• [Passage to read]:
---*---

After wanting one since they came out I have succumbed and purchased a Nintendo DS. Why now I hear you ask, well… After thinking about my upcoming IVF treatment and all the sitting around I will be doing waiting for appointments and also the dreaded two week wait and also my now being a housewife and having more time on my hands I succumbed.

I got a good deal in Argos and then went mad and bought a couple of games in various places at unresistable prices.

The games I am thoroughly enjoying are, More Brain Training, Spyro: A New Beginning, My Health Coach and Sight Training. They are all brilliant games, in particularly My Health Coach which comes with a Pedometer and is really good fun. You get to enter how many steps you do in a day, what you have eaten, what activities you have done during the day and it also sets you daily challenges. There are also various quizzes to complete. I thoroughly recommend this game to anyone who is watching their weight. The More Brain Training and Sight Training are good training games and will keep you occupied for a fair few hours. Spyro yet agains delivers fun despite being challenging.

The games I do not like are Duck Amuck and surprisingly Crash Boom Bang. I normally love the Crash Bandicoot games this one I cannot figure out at all and the Duck Amuck again I can’t quite work out, so they are rather disappointing.

The games which I am hoping to get soon are the Darts game, Brain Training and Garfield: A Tail of Two Kitties. I will let you know what I think of these when I get them.

Overall, I love the Nintendo DS, it gives lots of fun for a relatively small cost and the games aren’t too expensive, especially if you look around and get them on special offer etc.

Ebay seem to sell the games at around the same cost as the shops, you can get some cheaper at Play.com and of course online through Woolworths. Also Asda have some relatively cheap.

As for now, I am going to play Sudoku which came as part of the More Brain Training and has totally got me addicted.

---*---

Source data
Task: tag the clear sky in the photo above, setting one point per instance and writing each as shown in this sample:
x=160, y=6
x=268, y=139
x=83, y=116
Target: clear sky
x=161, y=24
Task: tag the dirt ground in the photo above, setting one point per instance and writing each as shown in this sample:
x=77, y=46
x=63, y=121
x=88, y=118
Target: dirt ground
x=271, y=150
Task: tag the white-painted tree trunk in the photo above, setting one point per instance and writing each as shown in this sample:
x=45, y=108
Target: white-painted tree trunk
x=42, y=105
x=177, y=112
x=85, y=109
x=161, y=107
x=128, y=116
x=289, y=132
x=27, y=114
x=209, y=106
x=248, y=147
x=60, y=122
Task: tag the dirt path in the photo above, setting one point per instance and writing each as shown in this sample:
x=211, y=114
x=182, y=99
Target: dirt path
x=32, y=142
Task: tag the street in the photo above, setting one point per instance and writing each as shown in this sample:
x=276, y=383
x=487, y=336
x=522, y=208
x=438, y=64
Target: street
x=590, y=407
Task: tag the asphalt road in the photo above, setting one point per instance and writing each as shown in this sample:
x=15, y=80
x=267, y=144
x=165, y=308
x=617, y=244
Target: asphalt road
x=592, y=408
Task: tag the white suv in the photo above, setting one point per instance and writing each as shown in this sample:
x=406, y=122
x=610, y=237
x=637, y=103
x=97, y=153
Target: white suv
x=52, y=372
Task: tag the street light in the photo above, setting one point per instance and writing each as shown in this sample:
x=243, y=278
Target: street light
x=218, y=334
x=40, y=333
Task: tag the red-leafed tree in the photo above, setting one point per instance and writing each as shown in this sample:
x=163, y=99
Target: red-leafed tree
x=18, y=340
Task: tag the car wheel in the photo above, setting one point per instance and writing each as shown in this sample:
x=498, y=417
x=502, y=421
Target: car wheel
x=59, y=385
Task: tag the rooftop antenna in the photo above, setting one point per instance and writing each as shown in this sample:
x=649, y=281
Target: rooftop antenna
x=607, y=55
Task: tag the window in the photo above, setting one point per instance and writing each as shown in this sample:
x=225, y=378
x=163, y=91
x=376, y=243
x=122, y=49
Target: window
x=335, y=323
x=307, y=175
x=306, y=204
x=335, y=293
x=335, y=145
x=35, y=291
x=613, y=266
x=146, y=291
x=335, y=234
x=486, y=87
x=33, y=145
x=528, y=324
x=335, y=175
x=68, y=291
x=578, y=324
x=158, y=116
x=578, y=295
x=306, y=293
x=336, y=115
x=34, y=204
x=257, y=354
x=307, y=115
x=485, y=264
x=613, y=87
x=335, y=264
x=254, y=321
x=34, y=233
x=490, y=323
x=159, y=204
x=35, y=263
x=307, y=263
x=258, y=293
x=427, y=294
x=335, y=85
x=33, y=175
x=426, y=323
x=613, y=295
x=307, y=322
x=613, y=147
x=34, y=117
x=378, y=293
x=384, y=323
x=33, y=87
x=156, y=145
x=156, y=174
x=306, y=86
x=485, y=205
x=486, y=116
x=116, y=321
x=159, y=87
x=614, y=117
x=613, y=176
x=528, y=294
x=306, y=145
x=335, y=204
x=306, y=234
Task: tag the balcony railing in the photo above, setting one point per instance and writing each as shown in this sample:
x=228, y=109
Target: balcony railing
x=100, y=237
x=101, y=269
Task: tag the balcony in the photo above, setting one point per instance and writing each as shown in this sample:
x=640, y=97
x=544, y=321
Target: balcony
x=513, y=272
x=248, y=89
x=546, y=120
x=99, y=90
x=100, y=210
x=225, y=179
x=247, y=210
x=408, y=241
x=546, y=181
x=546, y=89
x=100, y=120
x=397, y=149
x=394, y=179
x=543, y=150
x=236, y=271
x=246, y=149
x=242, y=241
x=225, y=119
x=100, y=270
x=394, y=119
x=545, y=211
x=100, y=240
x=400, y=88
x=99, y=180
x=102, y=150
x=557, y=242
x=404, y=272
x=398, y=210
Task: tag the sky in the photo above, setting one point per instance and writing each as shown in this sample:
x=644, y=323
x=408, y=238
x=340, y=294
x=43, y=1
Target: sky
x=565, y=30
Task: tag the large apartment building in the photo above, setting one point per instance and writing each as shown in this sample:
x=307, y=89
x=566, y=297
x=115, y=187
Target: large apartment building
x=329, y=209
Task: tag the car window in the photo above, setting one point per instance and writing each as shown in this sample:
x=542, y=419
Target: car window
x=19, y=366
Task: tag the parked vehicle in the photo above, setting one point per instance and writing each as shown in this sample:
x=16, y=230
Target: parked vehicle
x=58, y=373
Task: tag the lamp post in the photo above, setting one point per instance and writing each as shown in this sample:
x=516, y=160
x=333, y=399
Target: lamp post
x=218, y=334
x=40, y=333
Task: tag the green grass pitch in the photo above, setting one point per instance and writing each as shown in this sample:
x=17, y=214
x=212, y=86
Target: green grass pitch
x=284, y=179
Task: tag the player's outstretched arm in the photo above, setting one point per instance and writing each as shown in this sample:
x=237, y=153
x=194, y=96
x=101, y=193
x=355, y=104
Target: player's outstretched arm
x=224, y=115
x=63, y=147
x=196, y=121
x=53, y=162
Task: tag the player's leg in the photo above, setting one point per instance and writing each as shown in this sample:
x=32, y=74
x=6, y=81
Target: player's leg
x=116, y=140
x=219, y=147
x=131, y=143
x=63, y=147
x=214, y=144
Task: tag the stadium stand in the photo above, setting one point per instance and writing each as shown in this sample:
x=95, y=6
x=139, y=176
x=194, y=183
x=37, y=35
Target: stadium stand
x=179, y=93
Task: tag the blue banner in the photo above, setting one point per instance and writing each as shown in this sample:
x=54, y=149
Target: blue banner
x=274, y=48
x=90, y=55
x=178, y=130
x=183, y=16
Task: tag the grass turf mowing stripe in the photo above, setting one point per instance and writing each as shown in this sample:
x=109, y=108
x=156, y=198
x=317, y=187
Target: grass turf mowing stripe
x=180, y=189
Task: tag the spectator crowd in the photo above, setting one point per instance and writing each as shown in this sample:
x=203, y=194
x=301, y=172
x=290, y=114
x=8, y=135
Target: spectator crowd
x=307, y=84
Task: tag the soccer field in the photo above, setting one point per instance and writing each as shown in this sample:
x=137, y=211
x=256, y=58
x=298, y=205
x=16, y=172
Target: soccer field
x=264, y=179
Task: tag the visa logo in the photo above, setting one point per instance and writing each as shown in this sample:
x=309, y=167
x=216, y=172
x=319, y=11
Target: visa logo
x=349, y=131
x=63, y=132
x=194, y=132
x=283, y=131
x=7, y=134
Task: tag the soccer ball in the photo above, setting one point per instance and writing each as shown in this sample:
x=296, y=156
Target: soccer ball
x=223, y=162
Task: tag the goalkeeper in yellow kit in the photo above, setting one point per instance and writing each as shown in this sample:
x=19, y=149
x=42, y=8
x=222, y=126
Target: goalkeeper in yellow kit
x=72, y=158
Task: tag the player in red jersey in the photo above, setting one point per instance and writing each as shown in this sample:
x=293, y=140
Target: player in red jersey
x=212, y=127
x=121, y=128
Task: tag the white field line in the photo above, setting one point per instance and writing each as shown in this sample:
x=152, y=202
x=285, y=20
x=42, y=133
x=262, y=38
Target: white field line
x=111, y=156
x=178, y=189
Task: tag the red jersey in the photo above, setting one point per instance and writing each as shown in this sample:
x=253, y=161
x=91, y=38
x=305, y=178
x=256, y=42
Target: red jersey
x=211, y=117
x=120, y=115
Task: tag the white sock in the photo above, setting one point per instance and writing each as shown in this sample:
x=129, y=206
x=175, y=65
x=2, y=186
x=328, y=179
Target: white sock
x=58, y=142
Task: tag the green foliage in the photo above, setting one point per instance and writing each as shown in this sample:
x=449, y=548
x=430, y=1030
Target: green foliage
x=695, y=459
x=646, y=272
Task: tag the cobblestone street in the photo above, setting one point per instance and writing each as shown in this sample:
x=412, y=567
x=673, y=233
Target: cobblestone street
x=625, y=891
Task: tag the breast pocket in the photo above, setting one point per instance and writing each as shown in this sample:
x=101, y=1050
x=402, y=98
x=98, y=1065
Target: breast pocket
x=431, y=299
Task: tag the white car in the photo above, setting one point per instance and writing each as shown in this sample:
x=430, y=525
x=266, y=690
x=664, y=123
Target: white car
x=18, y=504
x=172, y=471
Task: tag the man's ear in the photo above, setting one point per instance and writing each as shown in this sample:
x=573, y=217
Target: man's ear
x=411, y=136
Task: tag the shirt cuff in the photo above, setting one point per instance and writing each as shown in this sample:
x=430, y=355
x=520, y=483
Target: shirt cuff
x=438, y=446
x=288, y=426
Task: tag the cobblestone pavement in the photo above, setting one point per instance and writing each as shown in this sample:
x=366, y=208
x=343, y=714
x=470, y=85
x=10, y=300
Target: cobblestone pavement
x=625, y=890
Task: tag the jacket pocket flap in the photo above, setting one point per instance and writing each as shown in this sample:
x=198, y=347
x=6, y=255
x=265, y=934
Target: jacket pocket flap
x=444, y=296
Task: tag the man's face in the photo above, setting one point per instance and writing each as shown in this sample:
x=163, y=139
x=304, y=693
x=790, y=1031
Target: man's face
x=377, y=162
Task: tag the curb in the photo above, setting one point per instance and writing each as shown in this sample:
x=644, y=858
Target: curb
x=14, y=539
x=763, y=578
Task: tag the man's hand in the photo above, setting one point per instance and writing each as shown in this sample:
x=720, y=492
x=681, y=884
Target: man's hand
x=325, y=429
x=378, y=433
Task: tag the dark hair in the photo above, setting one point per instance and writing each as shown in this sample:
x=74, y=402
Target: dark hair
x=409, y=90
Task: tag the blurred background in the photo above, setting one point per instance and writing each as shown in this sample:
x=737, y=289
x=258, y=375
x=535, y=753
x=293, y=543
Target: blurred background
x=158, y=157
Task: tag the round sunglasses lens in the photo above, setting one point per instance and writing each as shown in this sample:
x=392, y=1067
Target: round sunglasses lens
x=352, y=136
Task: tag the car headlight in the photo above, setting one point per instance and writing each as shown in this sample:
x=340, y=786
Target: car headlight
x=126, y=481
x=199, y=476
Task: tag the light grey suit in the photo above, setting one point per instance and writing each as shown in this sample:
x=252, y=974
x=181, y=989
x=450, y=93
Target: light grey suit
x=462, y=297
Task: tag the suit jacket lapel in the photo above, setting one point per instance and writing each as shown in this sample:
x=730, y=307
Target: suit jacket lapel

---*---

• [Problem details]:
Quote the Nintendo DS post word for word, beginning at "The games I do" and stopping after "some relatively cheap.". Rely only on the Nintendo DS post.

• [Answer to this task]:
The games I do not like are Duck Amuck and surprisingly Crash Boom Bang. I normally love the Crash Bandicoot games this one I cannot figure out at all and the Duck Amuck again I can’t quite work out, so they are rather disappointing.

The games which I am hoping to get soon are the Darts game, Brain Training and Garfield: A Tail of Two Kitties. I will let you know what I think of these when I get them.

Overall, I love the Nintendo DS, it gives lots of fun for a relatively small cost and the games aren’t too expensive, especially if you look around and get them on special offer etc.

Ebay seem to sell the games at around the same cost as the shops, you can get some cheaper at Play.com and of course online through Woolworths. Also Asda have some relatively cheap.